Named object pointing entries

================================

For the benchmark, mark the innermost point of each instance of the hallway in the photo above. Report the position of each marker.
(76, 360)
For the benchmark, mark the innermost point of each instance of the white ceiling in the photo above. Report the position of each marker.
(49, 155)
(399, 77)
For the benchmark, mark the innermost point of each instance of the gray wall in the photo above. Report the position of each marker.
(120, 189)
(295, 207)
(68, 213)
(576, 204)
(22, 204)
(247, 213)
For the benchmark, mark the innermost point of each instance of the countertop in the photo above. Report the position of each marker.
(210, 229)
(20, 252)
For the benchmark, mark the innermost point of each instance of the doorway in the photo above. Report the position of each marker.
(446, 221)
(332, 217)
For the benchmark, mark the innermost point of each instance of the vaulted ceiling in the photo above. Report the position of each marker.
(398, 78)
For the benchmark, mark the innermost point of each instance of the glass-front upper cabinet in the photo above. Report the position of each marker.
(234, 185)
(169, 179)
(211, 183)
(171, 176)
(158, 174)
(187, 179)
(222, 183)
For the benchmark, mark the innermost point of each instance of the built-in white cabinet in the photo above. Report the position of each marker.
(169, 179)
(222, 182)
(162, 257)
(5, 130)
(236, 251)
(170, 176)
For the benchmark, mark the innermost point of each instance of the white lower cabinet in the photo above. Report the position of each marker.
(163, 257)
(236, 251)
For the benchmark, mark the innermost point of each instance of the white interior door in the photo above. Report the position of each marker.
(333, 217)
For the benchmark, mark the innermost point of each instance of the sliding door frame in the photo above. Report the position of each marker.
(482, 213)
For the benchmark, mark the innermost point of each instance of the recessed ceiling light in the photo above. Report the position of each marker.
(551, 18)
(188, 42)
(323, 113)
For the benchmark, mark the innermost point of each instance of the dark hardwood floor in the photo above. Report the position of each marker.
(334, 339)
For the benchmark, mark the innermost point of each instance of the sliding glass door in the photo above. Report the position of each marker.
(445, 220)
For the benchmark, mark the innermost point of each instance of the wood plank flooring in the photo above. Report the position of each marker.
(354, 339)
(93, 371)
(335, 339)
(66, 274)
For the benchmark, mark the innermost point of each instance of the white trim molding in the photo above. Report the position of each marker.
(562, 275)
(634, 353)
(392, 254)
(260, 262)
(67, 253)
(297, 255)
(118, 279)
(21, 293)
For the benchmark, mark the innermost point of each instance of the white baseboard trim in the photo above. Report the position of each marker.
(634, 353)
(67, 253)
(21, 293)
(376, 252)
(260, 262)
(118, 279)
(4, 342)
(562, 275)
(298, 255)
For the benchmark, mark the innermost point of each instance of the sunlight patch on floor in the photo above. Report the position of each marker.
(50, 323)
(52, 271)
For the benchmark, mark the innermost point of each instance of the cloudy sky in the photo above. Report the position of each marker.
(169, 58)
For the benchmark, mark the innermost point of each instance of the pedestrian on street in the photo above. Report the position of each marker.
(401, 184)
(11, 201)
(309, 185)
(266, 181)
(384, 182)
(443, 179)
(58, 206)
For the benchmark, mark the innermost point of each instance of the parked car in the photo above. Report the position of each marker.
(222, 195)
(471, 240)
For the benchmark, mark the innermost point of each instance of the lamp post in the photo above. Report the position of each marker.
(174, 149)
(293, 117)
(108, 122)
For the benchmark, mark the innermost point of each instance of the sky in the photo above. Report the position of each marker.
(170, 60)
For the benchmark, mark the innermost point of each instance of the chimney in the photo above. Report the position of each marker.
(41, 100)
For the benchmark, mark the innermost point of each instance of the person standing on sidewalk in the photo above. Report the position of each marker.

================================

### Instruction
Extract all of the data shown above without alteration.

### Full output
For the benchmark, mark the innermost point of each instance of the hallway in the photo above. Report the position of each marker.
(76, 360)
For the benchmark, mark the innermost point of each instance of the white ceiling in the photo above. Report the position of each marker.
(49, 155)
(399, 77)
For the benchmark, mark the innermost point of each instance of the gray wall in the photo above. Report the position of each marker.
(120, 189)
(295, 207)
(68, 213)
(576, 204)
(22, 204)
(247, 213)
For the benchmark, mark the innermost point of each instance of the countertop in the photo above. Report the position of each marker.
(210, 229)
(20, 252)
For the benchmark, mark the innermost point of each instance of the doorway in the photo above. Report the position of each marker.
(446, 221)
(332, 217)
For the benchmark, mark the innermost point of each instance of the vaulted ceiling in the photo above. Report the position of each marker.
(398, 78)
For the benchmark, mark the innermost point of each instance of the glass-front upper cabinet in the photo above. Report the position of each marker.
(234, 185)
(169, 179)
(211, 183)
(171, 176)
(158, 174)
(187, 179)
(222, 183)
For the benchmark, mark the innermost point of each instance of the built-in white cabinet in the photo above. Report the position of each marker.
(169, 179)
(222, 182)
(162, 257)
(5, 130)
(236, 251)
(170, 176)
For the benchmark, mark the innermost point of each instance of the white lower cabinet in the photo above. Report the position of each marker.
(163, 257)
(236, 251)
For the benchmark, mark the innermost point of each instance of the white interior door in the photo above. Report the position of each marker.
(333, 217)
For the benchmark, mark the innermost point of each instance of the sliding door frame in the photo above. Report the position of each marker.
(482, 213)
For the benchmark, mark the innermost point of each instance of the recessed ceiling light in the photo above. Report the position of each marker.
(551, 18)
(188, 42)
(323, 113)
For the benchmark, mark the innermost point of each instance of the dark hardwood floor in the photo above. Report the position of each marker.
(334, 339)
For the benchmark, mark the innermost point of each instance of the sliding glass door in the photo above. Report the position of each marker.
(445, 220)
For the benchmark, mark the innermost point of each instance of the wood plank flooring in the photo above. Report the position of each marker.
(354, 339)
(93, 371)
(335, 339)
(66, 274)
For the benchmark, mark the innermost point of each instance of the white trim molding in the photo above. Report the position of each marker.
(562, 275)
(634, 353)
(392, 254)
(260, 262)
(67, 253)
(297, 255)
(118, 279)
(21, 293)
For the benchmark, mark the innermost point of each instance of the white baseboard trim in the photo above. Report the position of each marker.
(634, 353)
(67, 253)
(21, 293)
(376, 252)
(260, 262)
(118, 279)
(4, 342)
(562, 275)
(298, 255)
For the benchmark, mark the innermost point of each instance of the sunlight patch on floor in the photo above. Report the position of each marker.
(50, 323)
(52, 271)
For the benchmark, mark the innermost point of each instance of the cloudy sky in the photo above. Report the position of each marker.
(169, 58)
For the benchmark, mark the innermost point of each instance of the pedestrian on street in the photo above. Report the position of each marker.
(401, 184)
(11, 201)
(309, 185)
(266, 181)
(384, 182)
(443, 179)
(58, 206)
For the benchmark, mark the innermost point of each instance of the parked car in the photo above. Report the position of each marker.
(222, 195)
(471, 240)
For the benchmark, mark the innermost point of each instance of the lamp post in the photo above. Report the position of each marker.
(174, 149)
(293, 117)
(108, 122)
For the benchmark, mark the innermost point of each instance of the sky in the photo above. Report the position of each marker.
(170, 60)
For the benchmark, mark the innermost point of each instance of the chimney in the photo above. Report the position of each marker.
(41, 100)
For the benchmark, mark the innermost point of each instance of the person standing on sidewalk in the photo above. Report the position of each marker.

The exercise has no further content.